* [THE REQUEST] Switch "white cloud" to "gray cloud" in the stretch of lines from the one containing "of the tall" through the end of the lines, leaving all else unchanged. Write out only that stretch.

* [GIVEN RECORDS]
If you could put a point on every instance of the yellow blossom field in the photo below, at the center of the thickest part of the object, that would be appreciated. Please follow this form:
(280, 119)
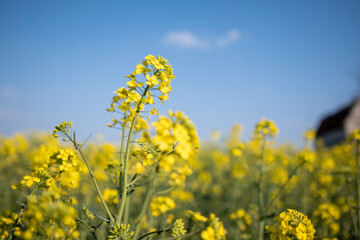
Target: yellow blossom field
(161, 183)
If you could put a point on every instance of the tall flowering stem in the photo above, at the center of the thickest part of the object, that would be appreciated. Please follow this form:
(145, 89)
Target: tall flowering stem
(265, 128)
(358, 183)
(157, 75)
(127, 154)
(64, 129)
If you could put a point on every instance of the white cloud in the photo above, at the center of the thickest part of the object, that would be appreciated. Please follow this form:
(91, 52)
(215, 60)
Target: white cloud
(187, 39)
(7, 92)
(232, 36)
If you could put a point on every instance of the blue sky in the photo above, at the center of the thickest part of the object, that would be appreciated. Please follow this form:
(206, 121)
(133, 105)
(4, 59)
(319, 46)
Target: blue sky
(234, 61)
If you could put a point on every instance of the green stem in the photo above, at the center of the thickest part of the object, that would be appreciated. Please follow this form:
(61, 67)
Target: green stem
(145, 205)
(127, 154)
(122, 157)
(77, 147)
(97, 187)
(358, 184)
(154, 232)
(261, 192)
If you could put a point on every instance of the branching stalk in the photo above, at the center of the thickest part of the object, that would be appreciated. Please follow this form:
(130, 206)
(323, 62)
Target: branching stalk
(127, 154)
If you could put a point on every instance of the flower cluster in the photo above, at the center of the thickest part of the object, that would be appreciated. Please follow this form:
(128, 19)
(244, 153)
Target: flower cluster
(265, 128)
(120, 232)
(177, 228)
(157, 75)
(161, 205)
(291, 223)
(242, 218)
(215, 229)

* [WORKED ANSWER]
If you could put a point on every instance of the tall flowering stem in the photo above, at the center of the thickest part of the object, that would be appreciated. Please follow this form:
(145, 89)
Target: tall flowering stem
(265, 128)
(358, 183)
(157, 75)
(127, 154)
(64, 129)
If you could put a point on every instance of the gray cloud in the photo above, at the center of the thickest part of the object, that would be appreciated. Please follow this form:
(91, 52)
(215, 60)
Target: gray cloud
(187, 39)
(7, 92)
(232, 36)
If you could put a point on every instance of the blue sky in the photo above, at the center of the thickest part of the object, that would be appreciated. Please follow this form:
(206, 121)
(133, 105)
(4, 59)
(319, 46)
Target: blue sky
(234, 61)
If you could put a point on every instance of the green stem in the photo above, at the center of the thickest part of the object, that would be appreciated. Please follow this form:
(61, 67)
Target: green stem
(145, 205)
(127, 154)
(122, 157)
(77, 147)
(97, 187)
(358, 184)
(154, 232)
(261, 192)
If you could put a point on every instance of the branching stalk in the photo above, at the center of the thickest part of the object, that would be appreciated. Please follow this form:
(130, 206)
(323, 62)
Target: branching stalk
(127, 154)
If you could put a point on every instance of the flower cluster in the photo above, at the center of the thickest part of the object, that would be appreciated. Please follow this form:
(128, 19)
(244, 153)
Target: flower cluster
(265, 128)
(120, 232)
(177, 228)
(157, 75)
(161, 205)
(291, 223)
(242, 218)
(215, 229)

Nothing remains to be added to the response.